• Instrucciones a seguir:
Escribe sin ningún cambio las líneas del material que van desde la que contiene "Target: treadmill running belt" hasta el final del material, ambos extremos incluidos.

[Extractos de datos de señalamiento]
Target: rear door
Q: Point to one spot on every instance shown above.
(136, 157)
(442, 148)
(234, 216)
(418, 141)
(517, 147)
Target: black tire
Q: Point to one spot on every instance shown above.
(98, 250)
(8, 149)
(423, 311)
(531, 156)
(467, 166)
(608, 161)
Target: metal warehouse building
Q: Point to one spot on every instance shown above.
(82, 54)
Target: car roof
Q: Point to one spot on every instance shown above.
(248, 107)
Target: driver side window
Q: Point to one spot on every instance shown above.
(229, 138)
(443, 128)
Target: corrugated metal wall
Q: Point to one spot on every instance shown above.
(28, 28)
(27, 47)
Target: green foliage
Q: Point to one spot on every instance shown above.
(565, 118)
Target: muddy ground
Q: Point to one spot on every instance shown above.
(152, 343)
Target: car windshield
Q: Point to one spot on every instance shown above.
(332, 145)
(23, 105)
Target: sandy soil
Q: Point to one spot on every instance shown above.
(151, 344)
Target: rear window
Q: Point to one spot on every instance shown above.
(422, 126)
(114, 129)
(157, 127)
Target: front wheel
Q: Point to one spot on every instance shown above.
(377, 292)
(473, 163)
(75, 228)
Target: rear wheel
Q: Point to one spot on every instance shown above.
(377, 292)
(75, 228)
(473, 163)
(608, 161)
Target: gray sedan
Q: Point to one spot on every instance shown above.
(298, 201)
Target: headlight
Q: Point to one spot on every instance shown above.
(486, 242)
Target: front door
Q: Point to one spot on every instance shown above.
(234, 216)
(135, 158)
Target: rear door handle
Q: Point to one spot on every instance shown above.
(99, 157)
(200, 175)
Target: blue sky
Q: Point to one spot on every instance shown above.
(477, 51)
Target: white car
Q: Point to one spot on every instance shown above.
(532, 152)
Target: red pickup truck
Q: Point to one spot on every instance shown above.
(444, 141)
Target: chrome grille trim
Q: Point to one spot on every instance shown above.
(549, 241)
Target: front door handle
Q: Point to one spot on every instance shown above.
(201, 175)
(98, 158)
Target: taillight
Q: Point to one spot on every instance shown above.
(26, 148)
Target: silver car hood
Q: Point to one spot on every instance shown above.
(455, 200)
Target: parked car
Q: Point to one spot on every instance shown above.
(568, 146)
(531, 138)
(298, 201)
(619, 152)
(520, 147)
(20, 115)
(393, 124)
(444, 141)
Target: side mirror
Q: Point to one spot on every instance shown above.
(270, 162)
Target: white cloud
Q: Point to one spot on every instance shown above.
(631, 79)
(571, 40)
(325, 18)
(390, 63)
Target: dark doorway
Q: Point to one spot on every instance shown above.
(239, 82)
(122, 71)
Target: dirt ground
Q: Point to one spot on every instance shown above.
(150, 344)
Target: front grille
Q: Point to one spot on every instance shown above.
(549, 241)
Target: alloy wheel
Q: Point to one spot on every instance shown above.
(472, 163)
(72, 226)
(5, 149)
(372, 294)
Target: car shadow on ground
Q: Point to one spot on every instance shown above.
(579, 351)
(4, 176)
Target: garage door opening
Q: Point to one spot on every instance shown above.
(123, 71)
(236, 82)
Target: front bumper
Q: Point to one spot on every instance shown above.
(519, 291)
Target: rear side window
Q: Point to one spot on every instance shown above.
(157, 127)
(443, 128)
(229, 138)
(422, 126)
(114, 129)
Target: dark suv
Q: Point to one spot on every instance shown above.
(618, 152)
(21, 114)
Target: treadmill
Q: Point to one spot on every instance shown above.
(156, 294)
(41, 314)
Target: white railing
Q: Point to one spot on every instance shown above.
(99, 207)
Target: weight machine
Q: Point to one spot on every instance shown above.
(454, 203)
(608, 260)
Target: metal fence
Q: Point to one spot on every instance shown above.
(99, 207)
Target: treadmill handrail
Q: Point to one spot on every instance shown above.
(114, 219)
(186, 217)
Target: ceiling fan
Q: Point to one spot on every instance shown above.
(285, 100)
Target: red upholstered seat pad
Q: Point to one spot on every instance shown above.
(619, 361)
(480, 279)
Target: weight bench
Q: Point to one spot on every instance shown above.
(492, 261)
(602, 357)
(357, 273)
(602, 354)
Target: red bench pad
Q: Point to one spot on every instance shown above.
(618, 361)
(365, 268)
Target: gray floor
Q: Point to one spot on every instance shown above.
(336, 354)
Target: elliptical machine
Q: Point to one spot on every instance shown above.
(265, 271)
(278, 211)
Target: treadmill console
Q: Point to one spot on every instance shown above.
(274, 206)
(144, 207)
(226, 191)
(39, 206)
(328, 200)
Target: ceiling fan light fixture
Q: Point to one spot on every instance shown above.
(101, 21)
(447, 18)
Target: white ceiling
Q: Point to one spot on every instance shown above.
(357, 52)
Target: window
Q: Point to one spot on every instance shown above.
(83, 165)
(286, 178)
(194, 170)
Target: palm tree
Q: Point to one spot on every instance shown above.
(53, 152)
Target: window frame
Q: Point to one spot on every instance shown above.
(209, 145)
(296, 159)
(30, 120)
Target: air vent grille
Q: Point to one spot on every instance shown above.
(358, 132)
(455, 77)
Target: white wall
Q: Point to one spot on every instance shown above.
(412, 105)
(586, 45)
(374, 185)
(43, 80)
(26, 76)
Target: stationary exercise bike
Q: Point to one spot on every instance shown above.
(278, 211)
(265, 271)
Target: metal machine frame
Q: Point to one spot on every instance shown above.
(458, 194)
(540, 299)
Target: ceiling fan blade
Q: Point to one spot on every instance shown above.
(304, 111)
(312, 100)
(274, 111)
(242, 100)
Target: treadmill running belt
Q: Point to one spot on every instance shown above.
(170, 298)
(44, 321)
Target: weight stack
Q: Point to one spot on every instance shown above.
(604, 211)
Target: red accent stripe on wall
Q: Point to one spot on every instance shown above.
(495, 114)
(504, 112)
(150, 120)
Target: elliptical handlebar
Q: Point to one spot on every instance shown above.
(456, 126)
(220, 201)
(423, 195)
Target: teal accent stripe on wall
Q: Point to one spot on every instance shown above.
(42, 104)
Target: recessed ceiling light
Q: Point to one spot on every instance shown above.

• Respuesta:
Target: treadmill running belt
Q: Point to one spot on every instance shown above.
(170, 298)
(44, 321)
Target: weight stack
Q: Point to one spot on every instance shown above.
(604, 211)
Target: red accent stripe on wall
Q: Point to one spot on every instance shown above.
(495, 114)
(504, 112)
(150, 120)
Target: elliptical handlebar
Q: Point to one spot on every instance shown above.
(456, 126)
(220, 201)
(423, 195)
Target: teal accent stripe on wall
Q: Point to one spot on every instance shown above.
(42, 104)
Target: recessed ceiling light
Q: Point to one spot on every instance shown above.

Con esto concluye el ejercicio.